### WHAT THE TASK REQUIRES:
The lines needed are those from the start of the records through the line holding "Target: red number 14", each copied exactly.

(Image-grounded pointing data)
------------------------------------------------
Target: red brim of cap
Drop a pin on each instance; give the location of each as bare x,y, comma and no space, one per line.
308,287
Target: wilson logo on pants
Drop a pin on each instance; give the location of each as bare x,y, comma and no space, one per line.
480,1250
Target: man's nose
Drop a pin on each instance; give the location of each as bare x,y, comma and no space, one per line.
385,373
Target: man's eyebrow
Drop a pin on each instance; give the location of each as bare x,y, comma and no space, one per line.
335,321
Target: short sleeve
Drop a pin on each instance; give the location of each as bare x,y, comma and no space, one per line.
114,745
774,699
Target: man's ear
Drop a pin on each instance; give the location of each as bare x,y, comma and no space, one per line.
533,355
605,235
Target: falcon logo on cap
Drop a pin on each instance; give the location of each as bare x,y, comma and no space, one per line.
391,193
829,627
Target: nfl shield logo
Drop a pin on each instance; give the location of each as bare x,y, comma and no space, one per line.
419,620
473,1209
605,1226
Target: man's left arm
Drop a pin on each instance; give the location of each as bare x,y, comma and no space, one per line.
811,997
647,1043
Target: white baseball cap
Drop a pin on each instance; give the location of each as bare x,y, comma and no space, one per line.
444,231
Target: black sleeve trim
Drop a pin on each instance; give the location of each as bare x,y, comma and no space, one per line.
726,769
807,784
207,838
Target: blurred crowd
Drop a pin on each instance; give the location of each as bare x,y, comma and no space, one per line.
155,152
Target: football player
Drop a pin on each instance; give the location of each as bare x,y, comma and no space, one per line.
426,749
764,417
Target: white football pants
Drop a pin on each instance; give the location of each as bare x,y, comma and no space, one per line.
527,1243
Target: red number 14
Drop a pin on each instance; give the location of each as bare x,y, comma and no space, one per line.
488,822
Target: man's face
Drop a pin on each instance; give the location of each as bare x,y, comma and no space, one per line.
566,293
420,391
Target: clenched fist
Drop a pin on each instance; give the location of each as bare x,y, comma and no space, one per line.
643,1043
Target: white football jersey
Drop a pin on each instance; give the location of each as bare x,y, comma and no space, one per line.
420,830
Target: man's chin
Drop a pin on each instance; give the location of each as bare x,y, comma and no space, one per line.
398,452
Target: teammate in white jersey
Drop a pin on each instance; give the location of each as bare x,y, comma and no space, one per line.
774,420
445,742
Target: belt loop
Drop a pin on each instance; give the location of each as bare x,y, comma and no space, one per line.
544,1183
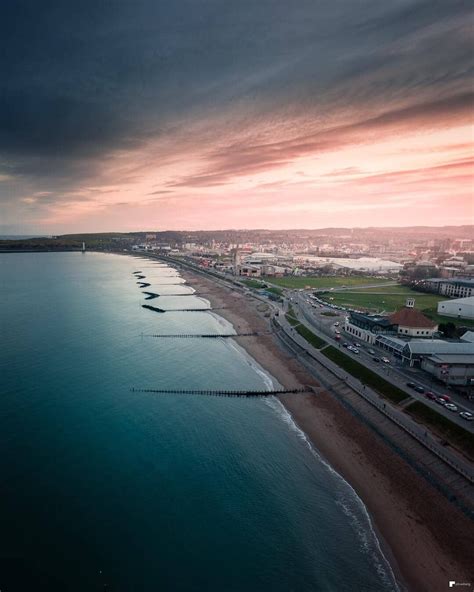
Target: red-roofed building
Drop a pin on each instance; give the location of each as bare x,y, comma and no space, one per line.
411,322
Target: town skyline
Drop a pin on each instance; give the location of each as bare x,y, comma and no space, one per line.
163,116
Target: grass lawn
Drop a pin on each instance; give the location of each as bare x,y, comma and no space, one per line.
273,290
310,337
442,426
252,283
324,282
366,376
393,289
382,302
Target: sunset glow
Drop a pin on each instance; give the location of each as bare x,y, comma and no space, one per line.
324,134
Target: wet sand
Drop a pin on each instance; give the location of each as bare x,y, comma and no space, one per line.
427,539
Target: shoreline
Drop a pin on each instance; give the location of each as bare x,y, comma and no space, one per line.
423,537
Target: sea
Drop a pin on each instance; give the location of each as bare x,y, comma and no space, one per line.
106,487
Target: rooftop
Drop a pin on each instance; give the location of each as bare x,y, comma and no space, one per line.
411,317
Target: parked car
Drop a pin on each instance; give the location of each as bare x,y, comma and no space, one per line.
451,407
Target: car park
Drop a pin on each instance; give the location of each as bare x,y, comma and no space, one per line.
451,407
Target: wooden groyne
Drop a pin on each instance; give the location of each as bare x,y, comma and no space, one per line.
222,393
156,309
202,335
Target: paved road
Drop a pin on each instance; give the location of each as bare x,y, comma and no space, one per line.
324,326
397,415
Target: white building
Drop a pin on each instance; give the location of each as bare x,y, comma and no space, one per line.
461,308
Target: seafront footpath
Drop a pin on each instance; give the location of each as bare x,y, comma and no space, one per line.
425,535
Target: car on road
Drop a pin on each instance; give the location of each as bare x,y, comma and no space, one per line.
451,407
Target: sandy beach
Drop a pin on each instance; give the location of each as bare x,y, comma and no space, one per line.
426,538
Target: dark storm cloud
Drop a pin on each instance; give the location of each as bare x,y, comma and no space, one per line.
80,79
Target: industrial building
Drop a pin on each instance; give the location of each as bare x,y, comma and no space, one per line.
460,308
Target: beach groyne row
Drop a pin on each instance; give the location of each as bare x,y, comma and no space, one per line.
222,393
203,335
156,309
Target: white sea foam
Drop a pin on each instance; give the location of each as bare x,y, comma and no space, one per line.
351,504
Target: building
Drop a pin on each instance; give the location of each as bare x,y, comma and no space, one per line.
407,322
460,308
457,288
367,327
411,322
468,336
414,351
453,288
452,369
250,270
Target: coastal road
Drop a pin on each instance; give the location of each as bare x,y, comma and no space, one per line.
323,326
419,432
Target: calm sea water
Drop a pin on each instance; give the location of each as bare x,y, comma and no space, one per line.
101,485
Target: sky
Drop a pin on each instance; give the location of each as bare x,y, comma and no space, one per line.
210,114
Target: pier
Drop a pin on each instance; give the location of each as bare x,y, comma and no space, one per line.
223,392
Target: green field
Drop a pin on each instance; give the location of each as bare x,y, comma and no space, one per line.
442,426
366,376
324,282
252,283
387,301
310,337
------------------------------------------------
### YOUR SOLUTION:
Target: red brim of cap
Drop a pin on each instance; give the location of each as bare x,y, comma and no space, one per line.
308,287
Target: wilson logo on pants
Drop a pin on each instance; give the location of each as bare x,y, comma and no space, one per line.
480,1250
Target: man's nose
Drop a pin on each instance; give the location of each as bare x,y, comma and no space, one per line.
385,373
Target: man's eyebrow
Drop a pin on each instance; give the location of each as bare x,y, comma and no space, one per line.
335,321
Target: short sleeve
Drop a pin on each instance; give the location of each as bare x,y, comma and no space, one per line.
114,745
774,699
Target: man's ear
Drop a pin on each instance; give the location of each as bare x,y, comma and no space, one per line.
533,355
605,235
Target: falcon logo on cap
Drop a pin on each instance; give the location of each as bare x,y, comma and no space, one per line.
391,193
829,627
Target: nfl shield logo
Drop a pin on each instance; give the location of each as bare x,y, comma and no space, one per line.
419,620
473,1209
605,1226
Target: man's left arm
Drop a pin on each instance; give the location of each as bare x,y, comma and no space, one per line.
811,997
647,1043
Target: white baseball cap
Drop a pin on each instance; give the location of each as bare x,y, comma and no space, one per line.
444,231
Target: black sleeve trim
Drop a pin on each instance; give the location of each as bare x,y, comma and no space, one per line.
726,769
807,784
207,838
Target: blurred crowd
Drop a pin on each instance; give the location of each as bare x,y, comma and no space, one per line.
155,152
Target: football player
Drop a pin on each instance; give the location of each as bare x,y, comma and no space, one per line.
426,749
764,417
Target: white football pants
Drop a pin on each instance; give the location of each as bare x,y, comma and no space, one per line.
527,1243
Target: red number 14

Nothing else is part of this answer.